— Begin MATERIAL FOR THIS TASK —

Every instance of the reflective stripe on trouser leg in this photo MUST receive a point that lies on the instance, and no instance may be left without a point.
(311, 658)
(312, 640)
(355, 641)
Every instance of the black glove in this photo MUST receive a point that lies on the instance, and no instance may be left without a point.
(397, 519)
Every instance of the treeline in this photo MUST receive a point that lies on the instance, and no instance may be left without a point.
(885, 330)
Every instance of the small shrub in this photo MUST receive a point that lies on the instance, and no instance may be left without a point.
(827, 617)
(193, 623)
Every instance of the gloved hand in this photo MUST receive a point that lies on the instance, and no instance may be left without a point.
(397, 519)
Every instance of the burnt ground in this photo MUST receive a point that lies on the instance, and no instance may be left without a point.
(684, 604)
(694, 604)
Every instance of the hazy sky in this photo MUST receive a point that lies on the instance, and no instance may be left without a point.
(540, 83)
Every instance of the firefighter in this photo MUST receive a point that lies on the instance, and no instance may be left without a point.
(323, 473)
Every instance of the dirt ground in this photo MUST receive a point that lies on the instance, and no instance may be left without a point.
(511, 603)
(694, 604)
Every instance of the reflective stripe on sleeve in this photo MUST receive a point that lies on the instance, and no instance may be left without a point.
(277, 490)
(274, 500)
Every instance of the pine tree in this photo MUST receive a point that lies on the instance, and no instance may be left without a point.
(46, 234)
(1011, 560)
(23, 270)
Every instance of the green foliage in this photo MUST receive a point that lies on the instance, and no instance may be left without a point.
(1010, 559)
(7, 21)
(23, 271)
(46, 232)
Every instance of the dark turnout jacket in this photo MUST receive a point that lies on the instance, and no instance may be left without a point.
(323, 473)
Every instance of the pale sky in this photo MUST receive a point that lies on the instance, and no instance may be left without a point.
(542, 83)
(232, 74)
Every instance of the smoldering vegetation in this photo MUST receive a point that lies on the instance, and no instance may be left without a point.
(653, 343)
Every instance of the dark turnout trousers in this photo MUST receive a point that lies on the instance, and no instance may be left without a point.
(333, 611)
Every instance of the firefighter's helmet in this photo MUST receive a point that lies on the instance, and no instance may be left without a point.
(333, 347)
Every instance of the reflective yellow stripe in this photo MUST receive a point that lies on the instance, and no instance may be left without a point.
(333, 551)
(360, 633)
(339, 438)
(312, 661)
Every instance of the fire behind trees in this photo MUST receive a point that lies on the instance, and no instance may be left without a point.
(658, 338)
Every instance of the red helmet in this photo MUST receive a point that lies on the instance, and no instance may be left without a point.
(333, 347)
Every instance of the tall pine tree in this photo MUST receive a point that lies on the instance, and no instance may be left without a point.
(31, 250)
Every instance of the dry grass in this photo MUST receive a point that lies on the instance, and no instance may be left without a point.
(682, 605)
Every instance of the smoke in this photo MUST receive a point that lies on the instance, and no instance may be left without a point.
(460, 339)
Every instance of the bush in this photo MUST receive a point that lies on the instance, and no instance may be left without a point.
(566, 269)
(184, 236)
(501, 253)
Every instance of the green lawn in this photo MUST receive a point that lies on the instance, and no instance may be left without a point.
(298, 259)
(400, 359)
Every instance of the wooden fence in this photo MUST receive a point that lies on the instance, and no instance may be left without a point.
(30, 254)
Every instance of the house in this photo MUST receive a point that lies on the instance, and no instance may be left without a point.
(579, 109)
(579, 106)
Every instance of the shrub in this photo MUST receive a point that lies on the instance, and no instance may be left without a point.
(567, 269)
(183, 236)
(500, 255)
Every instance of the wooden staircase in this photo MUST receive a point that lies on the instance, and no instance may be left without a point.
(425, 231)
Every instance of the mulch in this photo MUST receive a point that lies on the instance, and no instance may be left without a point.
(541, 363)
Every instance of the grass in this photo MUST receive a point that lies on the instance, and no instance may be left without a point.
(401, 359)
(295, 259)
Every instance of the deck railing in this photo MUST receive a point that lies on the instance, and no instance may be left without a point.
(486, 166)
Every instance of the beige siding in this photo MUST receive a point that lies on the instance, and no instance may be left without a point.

— End MATERIAL FOR THIS TASK —

• GIVEN INSTRUCTION
Set down each entry again, unchanged.

• COMPLETE OUTPUT
Every instance of the reflective stripe on trouser leg in this photo MUST receive a point that lies on the instance, and no instance may be left without a point.
(311, 658)
(312, 640)
(355, 641)
Every instance of the black glove in this photo MUST receive a point that lies on the instance, and no instance may be left without a point.
(397, 519)
Every instance of the treeline in this photo MUST receive a point that lies on the instance, and no instance may be left without a point.
(885, 330)
Every instance of the small shrub in this photo MUST receive a point that lies on the instance, and no instance may be left without a point.
(827, 617)
(193, 623)
Every instance of the gloved hand in this photo MUST receive a point that lies on the instance, and no instance may be left without a point.
(397, 519)
Every instance of the burnt ground in this photo MUST receive a point that lies on the instance, and no instance may be left without a point.
(684, 604)
(694, 604)
Every instance of the hazy sky in this photo MUST receive a point that lies on the instance, and no instance may be left without a point.
(540, 83)
Every instance of the firefighter in this photo MUST receive a point that lies on the instance, and no instance may be left without a point.
(323, 473)
Every instance of the dirt ground in this photo MUST receive a point that lies on the instance, and no instance may be left without a point.
(511, 603)
(694, 604)
Every instance of the reflective stripe on sleeve in this photo MUST receive a point that lies on the instance, and no instance may be left without a point.
(277, 490)
(274, 500)
Every instance of the pine tree in this photo MUST receive a point that lies on the instance, and no instance may be left without a point.
(46, 234)
(1011, 560)
(23, 270)
Every instance of the green foliage in this photo MUST receive a point that lies on the instance, and no instance may be left without a point.
(1010, 559)
(7, 21)
(23, 271)
(46, 232)
Every instance of the dark turnout jacket in this photo MUST receive a point that lies on the instance, and no instance may be left without a point.
(323, 473)
Every instance of the pale sky in this photo MUST receive a point that lies on the instance, and no instance may be left without a point.
(542, 83)
(232, 74)
Every instance of the smoldering vegetation in this photo MUST receive a point that lies on the instance, and no instance may be left without a point.
(653, 343)
Every instance of the dark turnout trousers in this photo MUST receive a point that lies on the instance, and no instance may be left without a point.
(333, 611)
Every instance of the firefighter's helmet in this photo MUST receive a point that lies on the instance, and no instance may be left without a point.
(333, 347)
Every instance of the reflective yellow stripe in this photo MUST receive a point that lies on the instance, and no instance may be left without a point.
(333, 551)
(360, 633)
(339, 438)
(312, 661)
Every instance of the fire behind trees in this photo MUST receive a point that lies on the instance, and no instance may be left without a point.
(658, 338)
Every instance of the red helmet in this photo MUST receive a point that lies on the instance, and no instance may be left without a point.
(333, 347)
Every instance of the tall pine tree in this photo MUST receive a point that lies on the instance, and no instance may be left without a point.
(31, 250)
Every instance of the dry grass in this photo MUST receive a point that lies on the instance, and no instance may be left without a point.
(682, 605)
Every instance of the smoke in this photo MUST receive a point that lies on the instance, and no instance may be left without a point.
(460, 339)
Every instance of the bush in this photo MUST receive a point that lies on the instance, and no instance may be left without a point.
(566, 269)
(184, 236)
(501, 253)
Every instance of the green lawn in this photo MUST receive a point that lies on the instance, and no instance may be left without a point.
(298, 259)
(400, 359)
Every instance of the wooden fence in this photo MUST receive a point that lies on the instance, and no instance may be left without a point.
(30, 254)
Every instance of the house in this photo MUST receive a point that lies on the instance, and no instance may be left without a point.
(579, 109)
(579, 106)
Every instance of the shrub in this photo MUST receive a point that lies on the instance, and no instance may be left without a point.
(567, 269)
(183, 236)
(500, 255)
Every instance of the wooden staircase in this photo MUST receive a point that lies on the instance, and no instance may be left without a point.
(425, 231)
Every instance of the mulch in this photo MUST receive a point that lies on the instance, and no instance may be left without a point.
(541, 363)
Every instance of the grass in this photo MUST receive a point that lies on the instance, and no instance may be left without a point.
(401, 359)
(295, 259)
Every instance of the deck railing in this photo MUST receive a point that lies on the instance, and no instance may be left without a point.
(486, 166)
Every instance of the beige siding in this photo MUST receive a point that lies on the instance, and no instance may be left without a point.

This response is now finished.